*SELECTED TEXT:*
--*--

Schier said he’s personally booked $80,000 of catering contracts himself over the last 60 days, which is a process he equated to fishing—sometimes the fish are biting, and others it’s about spreading brand awareness and connections for a more proper return to normal business and workplace conditions.
“It’s a great way to help people and they all need that,” Schier added. “They deserve the same tools and resources as everybody else.”
With so many delivery and takeout service providers hitting the market, along with an existing armada of POS and delivery integration companies, part of achieving dominance includes deciding when to invest in new technology, versus stopgap measures that can bring in profits that can be used for more comprehensive tech upgrades further down the line.
Beyond that, the team can also look out for less obvious issues like staff inefficiency or PCI compliance issues, like when a restaurant sends an employee out to the parking lot with an iPhone and Square card reader for takeout orders, which is a major liability red flag.

--*--

*REQUESTS:*
1. In the restaurant technology passage, rewrite the part that opens with the words containing "With so many" and closes with "down the line.", substituting "fleet" for "armada".
2. According to the restaurant technology passage, how much in catering contracts did Schier say he booked himself over the last 60 days?
3. Extend the restaurant technology passage, picking up after its final sentence.
The records play no part in the tasks for the restaurant technology passage.

--*--

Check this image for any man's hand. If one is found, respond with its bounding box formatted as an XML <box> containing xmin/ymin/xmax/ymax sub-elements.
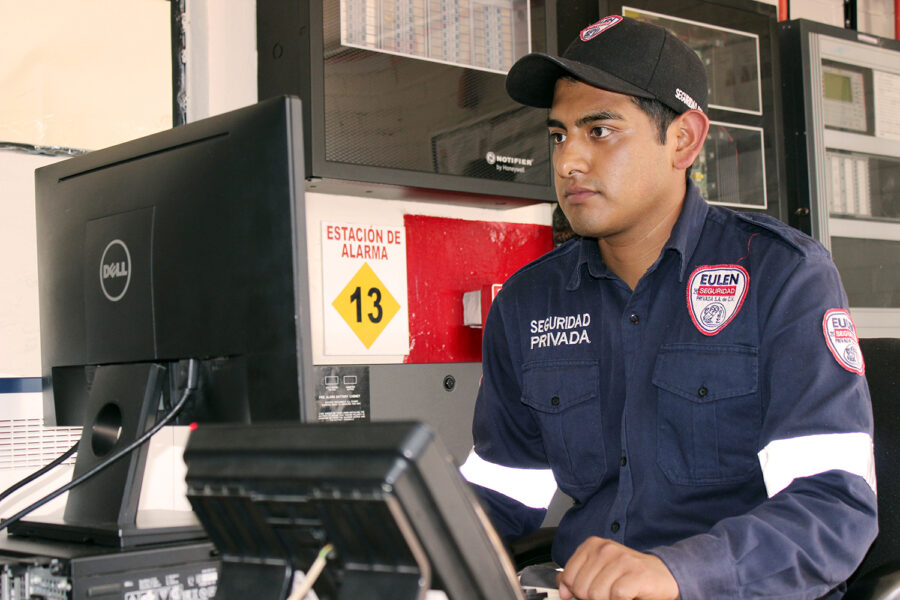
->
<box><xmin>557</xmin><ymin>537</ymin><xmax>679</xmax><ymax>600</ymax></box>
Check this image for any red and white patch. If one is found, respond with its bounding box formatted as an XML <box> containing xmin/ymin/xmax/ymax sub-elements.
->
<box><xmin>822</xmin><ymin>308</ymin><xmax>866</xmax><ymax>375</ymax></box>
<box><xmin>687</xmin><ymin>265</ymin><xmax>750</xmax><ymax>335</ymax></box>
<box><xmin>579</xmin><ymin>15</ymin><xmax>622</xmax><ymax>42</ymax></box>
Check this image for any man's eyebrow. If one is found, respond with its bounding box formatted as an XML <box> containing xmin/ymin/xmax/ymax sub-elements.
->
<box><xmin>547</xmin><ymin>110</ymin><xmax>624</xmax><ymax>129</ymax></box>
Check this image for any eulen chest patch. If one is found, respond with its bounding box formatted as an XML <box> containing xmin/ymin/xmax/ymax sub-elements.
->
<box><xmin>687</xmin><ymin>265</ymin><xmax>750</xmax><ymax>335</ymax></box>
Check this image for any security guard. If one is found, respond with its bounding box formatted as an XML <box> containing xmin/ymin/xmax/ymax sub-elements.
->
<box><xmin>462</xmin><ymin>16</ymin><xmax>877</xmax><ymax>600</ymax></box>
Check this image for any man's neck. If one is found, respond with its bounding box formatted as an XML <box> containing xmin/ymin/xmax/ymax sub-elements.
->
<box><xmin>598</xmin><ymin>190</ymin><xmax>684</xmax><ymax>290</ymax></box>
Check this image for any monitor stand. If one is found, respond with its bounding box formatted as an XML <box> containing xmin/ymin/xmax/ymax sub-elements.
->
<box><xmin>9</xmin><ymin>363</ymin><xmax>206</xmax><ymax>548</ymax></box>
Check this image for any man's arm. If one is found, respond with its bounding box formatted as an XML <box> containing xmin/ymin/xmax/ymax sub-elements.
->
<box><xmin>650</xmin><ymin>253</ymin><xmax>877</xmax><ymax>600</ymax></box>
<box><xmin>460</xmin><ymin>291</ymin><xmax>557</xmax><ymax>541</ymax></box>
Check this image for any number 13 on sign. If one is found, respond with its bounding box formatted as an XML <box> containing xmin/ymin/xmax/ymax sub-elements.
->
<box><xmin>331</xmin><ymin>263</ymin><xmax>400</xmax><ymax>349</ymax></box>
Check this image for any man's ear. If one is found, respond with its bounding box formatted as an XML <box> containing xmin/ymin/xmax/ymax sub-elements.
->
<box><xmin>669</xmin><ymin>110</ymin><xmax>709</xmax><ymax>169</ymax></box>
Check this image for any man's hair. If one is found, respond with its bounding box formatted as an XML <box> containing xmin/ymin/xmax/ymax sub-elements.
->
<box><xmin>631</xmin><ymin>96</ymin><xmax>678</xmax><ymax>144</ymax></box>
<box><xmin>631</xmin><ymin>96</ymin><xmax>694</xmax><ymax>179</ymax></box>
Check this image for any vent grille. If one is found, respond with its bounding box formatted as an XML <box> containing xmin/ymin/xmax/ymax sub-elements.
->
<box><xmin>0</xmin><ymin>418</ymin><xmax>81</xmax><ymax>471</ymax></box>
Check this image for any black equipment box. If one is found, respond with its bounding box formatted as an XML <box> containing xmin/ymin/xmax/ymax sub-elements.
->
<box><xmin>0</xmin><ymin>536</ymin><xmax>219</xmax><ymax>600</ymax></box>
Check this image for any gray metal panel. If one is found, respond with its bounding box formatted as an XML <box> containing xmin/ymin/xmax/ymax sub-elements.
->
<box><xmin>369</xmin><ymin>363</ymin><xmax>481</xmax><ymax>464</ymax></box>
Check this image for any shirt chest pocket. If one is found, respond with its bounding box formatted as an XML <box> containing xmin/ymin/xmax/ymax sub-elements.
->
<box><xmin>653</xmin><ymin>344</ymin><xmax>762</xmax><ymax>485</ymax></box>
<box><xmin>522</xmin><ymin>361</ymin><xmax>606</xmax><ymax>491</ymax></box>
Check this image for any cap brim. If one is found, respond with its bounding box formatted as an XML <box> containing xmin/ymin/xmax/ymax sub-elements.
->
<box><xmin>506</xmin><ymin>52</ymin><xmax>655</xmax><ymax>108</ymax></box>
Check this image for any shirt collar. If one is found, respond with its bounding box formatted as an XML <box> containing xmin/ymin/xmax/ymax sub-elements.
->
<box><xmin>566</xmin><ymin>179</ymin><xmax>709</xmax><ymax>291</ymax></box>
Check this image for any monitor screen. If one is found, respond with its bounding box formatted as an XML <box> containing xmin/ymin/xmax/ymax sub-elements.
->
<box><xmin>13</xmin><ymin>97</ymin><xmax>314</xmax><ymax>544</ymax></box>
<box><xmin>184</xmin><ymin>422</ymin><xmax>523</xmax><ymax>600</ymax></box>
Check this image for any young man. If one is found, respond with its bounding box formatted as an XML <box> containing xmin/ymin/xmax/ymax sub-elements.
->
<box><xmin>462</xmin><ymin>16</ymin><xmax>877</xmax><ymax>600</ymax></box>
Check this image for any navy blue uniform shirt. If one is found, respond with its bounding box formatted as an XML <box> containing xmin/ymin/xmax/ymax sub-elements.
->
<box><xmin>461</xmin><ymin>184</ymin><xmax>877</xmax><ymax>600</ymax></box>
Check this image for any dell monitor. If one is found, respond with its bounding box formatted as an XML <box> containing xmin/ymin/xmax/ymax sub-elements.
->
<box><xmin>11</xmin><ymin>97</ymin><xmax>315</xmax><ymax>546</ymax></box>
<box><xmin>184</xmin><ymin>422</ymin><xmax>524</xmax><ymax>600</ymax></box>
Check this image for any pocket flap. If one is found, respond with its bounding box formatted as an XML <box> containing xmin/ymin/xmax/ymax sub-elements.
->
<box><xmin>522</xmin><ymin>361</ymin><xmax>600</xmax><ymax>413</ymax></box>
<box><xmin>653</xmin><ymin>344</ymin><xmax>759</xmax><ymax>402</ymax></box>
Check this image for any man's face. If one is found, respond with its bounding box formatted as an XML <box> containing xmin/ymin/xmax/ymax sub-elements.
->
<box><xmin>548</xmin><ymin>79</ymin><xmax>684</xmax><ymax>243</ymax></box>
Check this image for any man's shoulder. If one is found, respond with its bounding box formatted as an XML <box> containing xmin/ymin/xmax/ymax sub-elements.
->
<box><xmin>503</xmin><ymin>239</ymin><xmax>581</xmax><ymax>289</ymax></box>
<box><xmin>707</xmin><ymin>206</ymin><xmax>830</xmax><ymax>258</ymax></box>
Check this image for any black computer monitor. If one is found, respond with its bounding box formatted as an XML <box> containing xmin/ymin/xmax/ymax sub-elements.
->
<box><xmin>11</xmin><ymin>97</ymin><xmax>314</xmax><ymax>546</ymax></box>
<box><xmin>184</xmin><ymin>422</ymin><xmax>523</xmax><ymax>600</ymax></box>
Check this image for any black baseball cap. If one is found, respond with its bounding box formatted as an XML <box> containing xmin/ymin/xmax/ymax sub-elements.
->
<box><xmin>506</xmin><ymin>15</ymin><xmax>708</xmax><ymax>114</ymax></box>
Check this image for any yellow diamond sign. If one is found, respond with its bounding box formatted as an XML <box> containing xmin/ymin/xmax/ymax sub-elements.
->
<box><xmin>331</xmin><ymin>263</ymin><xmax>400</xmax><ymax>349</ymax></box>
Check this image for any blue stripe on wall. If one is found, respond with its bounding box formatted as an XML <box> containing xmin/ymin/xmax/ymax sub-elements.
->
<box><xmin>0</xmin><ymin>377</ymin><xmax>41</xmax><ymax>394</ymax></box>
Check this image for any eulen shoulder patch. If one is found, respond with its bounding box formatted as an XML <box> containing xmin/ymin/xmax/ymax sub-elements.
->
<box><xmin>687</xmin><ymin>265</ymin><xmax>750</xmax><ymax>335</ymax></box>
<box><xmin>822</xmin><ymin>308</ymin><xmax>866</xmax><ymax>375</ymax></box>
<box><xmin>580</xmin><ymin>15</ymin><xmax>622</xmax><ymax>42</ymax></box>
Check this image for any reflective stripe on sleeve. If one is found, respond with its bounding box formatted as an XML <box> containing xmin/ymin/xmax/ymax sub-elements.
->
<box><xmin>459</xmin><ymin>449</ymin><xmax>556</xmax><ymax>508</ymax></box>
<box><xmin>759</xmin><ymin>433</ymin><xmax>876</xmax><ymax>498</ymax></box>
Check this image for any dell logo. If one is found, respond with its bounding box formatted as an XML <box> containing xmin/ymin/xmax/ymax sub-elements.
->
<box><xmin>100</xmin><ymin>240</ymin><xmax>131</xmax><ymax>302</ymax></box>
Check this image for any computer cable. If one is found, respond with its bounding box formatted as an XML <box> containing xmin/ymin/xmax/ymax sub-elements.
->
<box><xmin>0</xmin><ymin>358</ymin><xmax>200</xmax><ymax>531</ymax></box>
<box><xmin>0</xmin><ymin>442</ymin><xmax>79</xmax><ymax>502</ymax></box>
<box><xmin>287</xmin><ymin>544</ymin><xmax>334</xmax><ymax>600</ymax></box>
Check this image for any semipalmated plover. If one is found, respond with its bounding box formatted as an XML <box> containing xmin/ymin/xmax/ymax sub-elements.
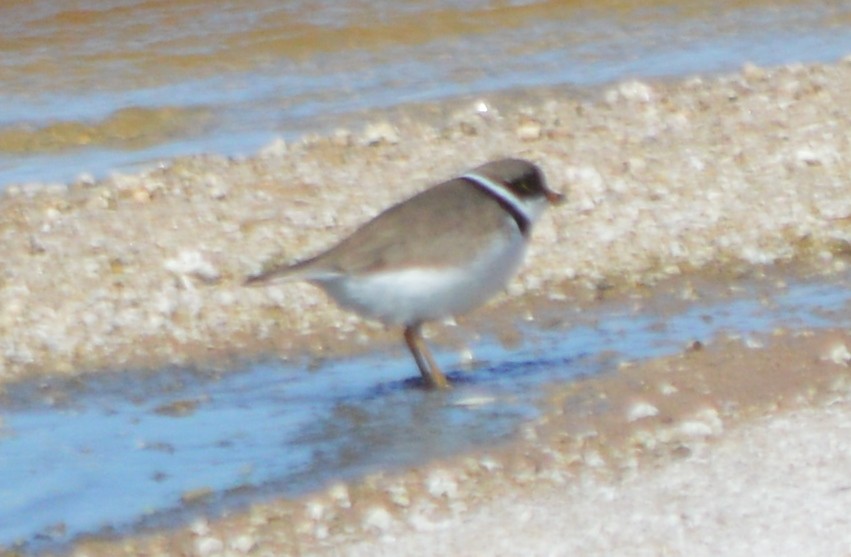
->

--*--

*ANSWERS FOR THE TASKS:*
1.
With so many delivery and takeout service providers hitting the market, along with an existing fleet of POS and delivery integration companies, part of achieving dominance includes deciding when to invest in new technology, versus stopgap measures that can bring in profits that can be used for more comprehensive tech upgrades further down the line.

2. $80,000

3.
From his own experience, many restaurant operators become paralyzed or feel overwhelmed with everything new that’s being thrown at them at them—and often positioned like a choice between certain death or an exorbitant capital expenditure.
“We look at that holistically and say here’s where your business is, here’s where it could be, and here’s a quick easy way to get some wins first to get some sales generated in the cash register,” Schier said. “If you want to get to that level, items C D and E may cost a little bit of money, but let’s get your sales up first so you at least have some funds to pay for those kinds of thing—our real skill set is the operator and owner mindset of how to get where they need to go.”